Fate of 'detainees' hangs on US wording
| PARIS
The future of the Taliban and Al Qaeda fighters being held in Cuba is as unclear as the view through the darkened goggles they were made to wear when they stepped off the plane at the US military base in Guantanamo Bay.
Already, Washington's refusal to grant them official prisoner-of- war status has sparked protests from human rights groups, and a disagreement with the International Committee of the Red Cross (ICRC), which oversees the Geneva Conventions. But for the US, the POW designation has little to do with steel manacles or open-air cells. Rather, it appears to be sidestepping the conventions in order to craft an unusual legal strategy that will enable it to try Al Qaeda suspects in special US military tribunals.
Fifty men are currently being held in Guantanamo, in six-by-eight foot concrete-floored cells, with wooden roofs and chainlink fence "walls" that leave them open to the elements. US military engineers are preparing to build up to 2,000 such cells, if necessary; more than 400 prisoners are still being held in Afghanistan.
Defense Secretary Donald Rumsfeld told re- porters that "we do plan to, for the most part, treat them in a manner that is reasonably consistent with the Geneva Conventions, to the extent that they are appropriate."
But he was careful to refer to the prisoners as "unlawful combatants" or "battlefield detainees," not prisoners of war. That description severely reduces the rights that the men would have as POWs under the Geneva Conventions, and prompted a rebuttal from the International Red Cross.

Task to complete - Copy out the article on the Guantanamo detainees in full, word for word.

Source material -
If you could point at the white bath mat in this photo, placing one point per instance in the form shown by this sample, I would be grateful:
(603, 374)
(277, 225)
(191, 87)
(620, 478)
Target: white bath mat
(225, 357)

The completed task -
Fate of 'detainees' hangs on US wording
| PARIS
The future of the Taliban and Al Qaeda fighters being held in Cuba is as unclear as the view through the darkened goggles they were made to wear when they stepped off the plane at the US military base in Guantanamo Bay.
Already, Washington's refusal to grant them official prisoner-of- war status has sparked protests from human rights groups, and a disagreement with the International Committee of the Red Cross (ICRC), which oversees the Geneva Conventions. But for the US, the POW designation has little to do with steel manacles or open-air cells. Rather, it appears to be sidestepping the conventions in order to craft an unusual legal strategy that will enable it to try Al Qaeda suspects in special US military tribunals.
Fifty men are currently being held in Guantanamo, in six-by-eight foot concrete-floored cells, with wooden roofs and chainlink fence "walls" that leave them open to the elements. US military engineers are preparing to build up to 2,000 such cells, if necessary; more than 400 prisoners are still being held in Afghanistan.
Defense Secretary Donald Rumsfeld told re- porters that "we do plan to, for the most part, treat them in a manner that is reasonably consistent with the Geneva Conventions, to the extent that they are appropriate."
But he was careful to refer to the prisoners as "unlawful combatants" or "battlefield detainees," not prisoners of war. That description severely reduces the rights that the men would have as POWs under the Geneva Conventions, and prompted a rebuttal from the International Red Cross.